Problem statement: Give the number of lines in the data below where the word "background" appears, and nothing besides.

(Material for this exercise begins)

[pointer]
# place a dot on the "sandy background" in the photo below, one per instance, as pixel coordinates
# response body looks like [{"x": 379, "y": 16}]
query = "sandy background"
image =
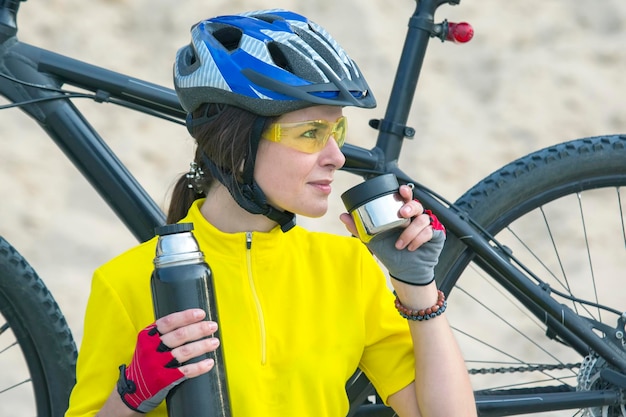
[{"x": 538, "y": 72}]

(Material for this exercise ends)

Written solution: 2